• [EXTRACTED DATA]
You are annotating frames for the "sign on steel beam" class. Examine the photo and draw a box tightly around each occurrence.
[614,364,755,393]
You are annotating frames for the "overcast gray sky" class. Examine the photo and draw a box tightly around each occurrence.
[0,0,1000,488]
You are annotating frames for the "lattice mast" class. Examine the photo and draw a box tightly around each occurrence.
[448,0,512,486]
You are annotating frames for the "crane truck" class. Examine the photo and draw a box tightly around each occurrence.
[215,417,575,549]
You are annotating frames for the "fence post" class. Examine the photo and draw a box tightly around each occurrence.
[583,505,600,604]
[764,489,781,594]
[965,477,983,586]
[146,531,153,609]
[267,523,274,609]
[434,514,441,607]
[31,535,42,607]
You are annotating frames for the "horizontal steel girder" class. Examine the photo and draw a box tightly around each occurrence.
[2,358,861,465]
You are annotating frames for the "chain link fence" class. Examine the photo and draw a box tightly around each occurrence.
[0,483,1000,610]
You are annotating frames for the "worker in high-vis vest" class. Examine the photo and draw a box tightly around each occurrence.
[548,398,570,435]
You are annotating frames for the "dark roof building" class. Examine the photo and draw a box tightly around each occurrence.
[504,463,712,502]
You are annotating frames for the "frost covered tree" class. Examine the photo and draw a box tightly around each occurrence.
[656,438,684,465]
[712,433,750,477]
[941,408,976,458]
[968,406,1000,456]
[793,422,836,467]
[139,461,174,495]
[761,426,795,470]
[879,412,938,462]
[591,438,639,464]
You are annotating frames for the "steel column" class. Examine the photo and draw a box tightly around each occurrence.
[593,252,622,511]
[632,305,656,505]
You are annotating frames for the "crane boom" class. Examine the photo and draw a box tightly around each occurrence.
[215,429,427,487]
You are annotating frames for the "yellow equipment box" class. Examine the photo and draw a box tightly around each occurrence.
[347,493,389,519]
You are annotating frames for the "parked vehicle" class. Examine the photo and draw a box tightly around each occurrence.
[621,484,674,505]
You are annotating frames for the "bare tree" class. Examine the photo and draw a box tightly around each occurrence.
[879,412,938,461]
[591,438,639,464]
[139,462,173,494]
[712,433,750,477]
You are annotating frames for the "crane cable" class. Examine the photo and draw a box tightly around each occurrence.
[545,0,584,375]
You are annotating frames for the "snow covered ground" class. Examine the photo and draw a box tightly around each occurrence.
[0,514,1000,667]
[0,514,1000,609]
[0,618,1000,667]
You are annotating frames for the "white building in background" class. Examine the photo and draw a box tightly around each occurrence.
---
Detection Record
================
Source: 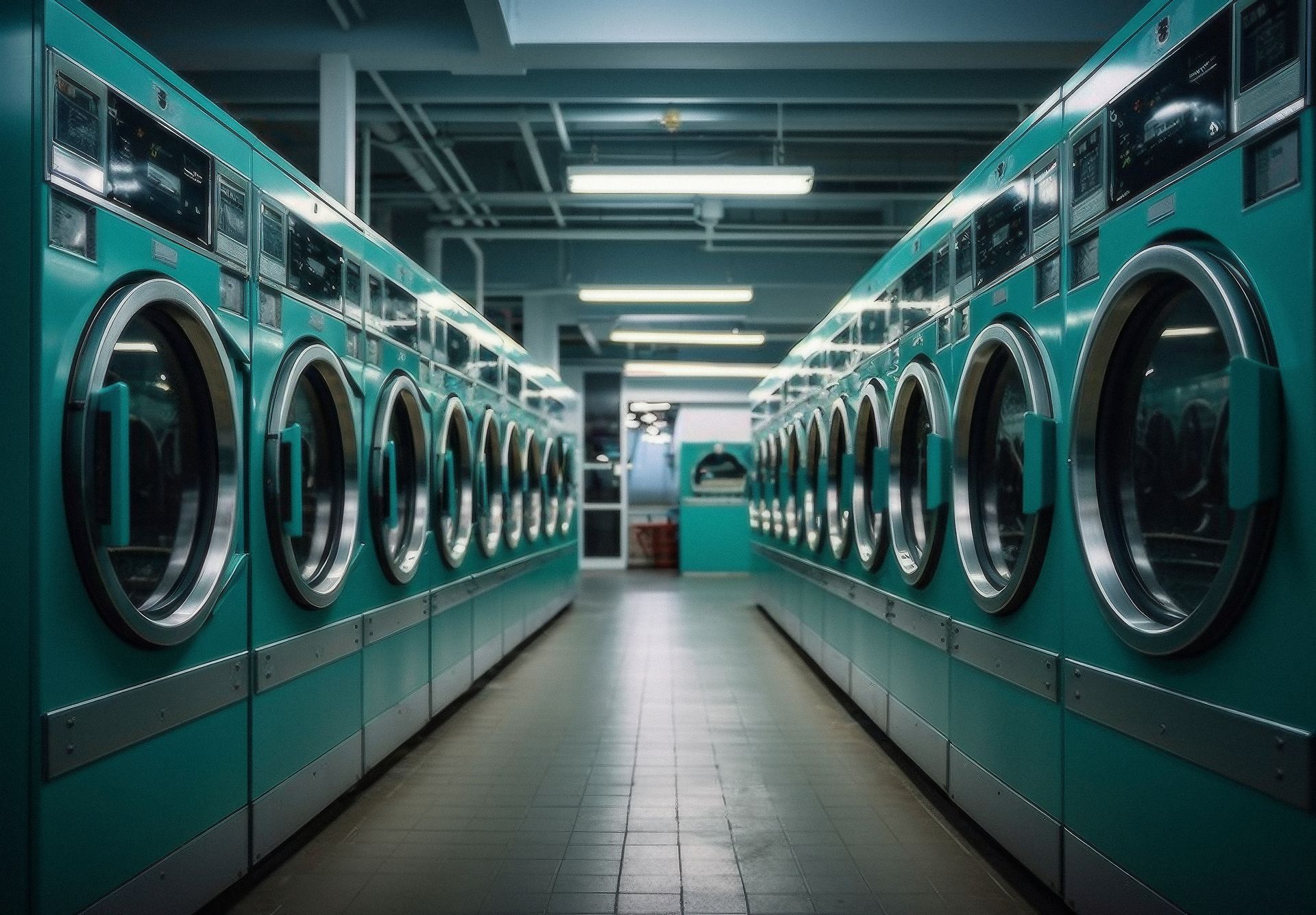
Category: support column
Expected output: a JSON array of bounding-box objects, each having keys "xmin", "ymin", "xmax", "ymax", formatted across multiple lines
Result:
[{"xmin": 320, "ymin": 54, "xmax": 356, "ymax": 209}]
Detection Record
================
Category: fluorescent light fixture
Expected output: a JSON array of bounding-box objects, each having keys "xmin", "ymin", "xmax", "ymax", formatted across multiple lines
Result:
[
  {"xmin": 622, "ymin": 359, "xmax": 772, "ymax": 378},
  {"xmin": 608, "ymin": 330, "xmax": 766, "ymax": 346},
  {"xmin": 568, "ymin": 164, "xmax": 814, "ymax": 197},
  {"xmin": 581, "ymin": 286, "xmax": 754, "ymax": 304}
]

• [WHAT IS EXPECTED]
List every line of the items above that contains the word "fence", treating uppercase and lowercase as different.

• [FULL RESPONSE]
You are annotating frames for the "fence post" class. Examine the photo and draw a box tightly around each occurrence.
You are annotating frames for the "chain link fence" class. Examine the photo and draw a box tightly around each occurrence.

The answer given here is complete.